**Tasks:**
1. In the summary of the film Biriyaani, who wrote and directed the film?
2. Using the summary of the film Biriyaani, explain why Khadeeja's husband divorces her after the NIA enquiry into her brother.

**Document passage:**
Biriyaani is a 2020 Indian Malayalam-language drama film written and directed by Sajin Baabu. It features Kani Kusruti and Shailaja Jala in the lead roles. The film won NETPAC award for best film in 20th Asiatica Film Festival in Rome, Jury prize for Best Film at Banglore International Film Festival, best film at the Caleidoscope Indian Film festival, Boston etc. Actress Kani Kusruti won the best actress at the BRICS competition section of the 42nd Moscow Film Festival, best actress at the Caleidoscope Indian Film festival, second-best actress award at the Imagine Film Festival in Madrid, Spain, and the 2019 Kerala State Film Award for Best Actress at Kerala State Film Awards for her performance in this film.

Plot 

The film starts with Khadeeja having emotionless sex with her husband and then he gets to his daily chores the moment he is satisfied, an implication of the tag line of the film where women are treated as a piece of flesh without giving any considerations to their emotions. Later she starts masturbating which she enjoys, to which her husband is annoyed and laments that her clitoris was not properly circumcised, again implying that women are forbidden from enjoying sex as per tenets of religion.

Khadeeja has poor relations with her in-laws and her mother has lost sanity because of frequent anxiety attacks in her past when her husband would leave her alone when he had to go on long fishing trips. Khadeeja is educated only till high school, however her brother is well educated and had recently visited from Gulf after a short stint as an engineer. Khadeeja's mother suffers an anxiety attack when her son leaves her alone without providing any details. Khadeeja calms her down by telling her that they would host a feast for the village to commemorate her father's death anniversary.

We see TV debates that speak of more radical Wahabi culture coming from Malayalees returning from Saudi taking over the mild Sufi and Salafi culture of India, and this becomes a concern for most panellists as it is encouraging terrorist activities. Later we see Khadeeja and her mother facing an enquiry from the NIA for her brother's involvement with ISIS. Her husband instantly gives her divorce (by sending a text message with talaq written 3 times) so that his family does not bear the brunt of his community and also on the behest of a priest, who informs him she is bad luck. He forbids her to even talk to her son on phone. Khadeeja visits Abubakar, handler of her brother, who politely tells them not to visit him again so that he stays out of the radar of investigative agencies and in the meantime they also get a letter from the mosque informing them that they have been banished from their community. Both are left to fend for themselves. Sometime later Abubakar comes with a letter and money sent by her brother. Khadeeja returns the money and tells him that they only want her brother back. In the letter, her brother asks Khadeeja to take their mother to a shrine whose spiritual powers would heal his mother. When they arrive at the shrine, they meet the kind-hearted priest Bijil who tells Khadeeja that she should take her mother to the doctor and most of the people come here for the food given out by charitable devotees of the shrine. Like most people there Khadeeja makes the courtyard their home.

(Items from a data source)

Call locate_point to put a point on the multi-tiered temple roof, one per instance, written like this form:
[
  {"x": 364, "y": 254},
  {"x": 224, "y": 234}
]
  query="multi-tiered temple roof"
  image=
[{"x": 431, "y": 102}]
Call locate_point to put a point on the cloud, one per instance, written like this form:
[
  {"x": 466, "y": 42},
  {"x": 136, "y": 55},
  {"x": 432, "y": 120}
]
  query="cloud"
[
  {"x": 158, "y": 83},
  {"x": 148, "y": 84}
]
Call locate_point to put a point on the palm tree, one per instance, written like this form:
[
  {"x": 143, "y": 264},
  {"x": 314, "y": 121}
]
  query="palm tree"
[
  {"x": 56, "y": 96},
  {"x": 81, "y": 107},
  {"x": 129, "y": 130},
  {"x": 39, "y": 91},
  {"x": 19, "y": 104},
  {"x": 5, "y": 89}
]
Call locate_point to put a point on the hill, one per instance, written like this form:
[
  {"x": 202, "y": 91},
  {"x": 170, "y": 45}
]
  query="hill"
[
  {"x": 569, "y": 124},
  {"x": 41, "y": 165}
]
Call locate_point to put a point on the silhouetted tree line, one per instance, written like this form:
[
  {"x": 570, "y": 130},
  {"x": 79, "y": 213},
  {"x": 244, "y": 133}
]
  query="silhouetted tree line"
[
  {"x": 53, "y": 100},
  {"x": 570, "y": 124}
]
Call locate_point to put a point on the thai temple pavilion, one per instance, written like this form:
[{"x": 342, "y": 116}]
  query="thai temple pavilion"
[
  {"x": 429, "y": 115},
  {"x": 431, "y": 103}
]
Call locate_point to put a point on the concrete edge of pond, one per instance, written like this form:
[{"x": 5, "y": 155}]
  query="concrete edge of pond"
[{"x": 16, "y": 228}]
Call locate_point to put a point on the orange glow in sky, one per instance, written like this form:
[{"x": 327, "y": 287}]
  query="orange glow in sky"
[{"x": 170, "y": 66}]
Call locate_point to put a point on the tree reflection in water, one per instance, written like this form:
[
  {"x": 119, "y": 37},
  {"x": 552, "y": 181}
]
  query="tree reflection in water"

**Solved tasks:**
1. Sajin Baabu.

2. He divorces her so that his family does not bear the brunt of his community. He also does it at the urging of a priest, who tells him she is bad luck.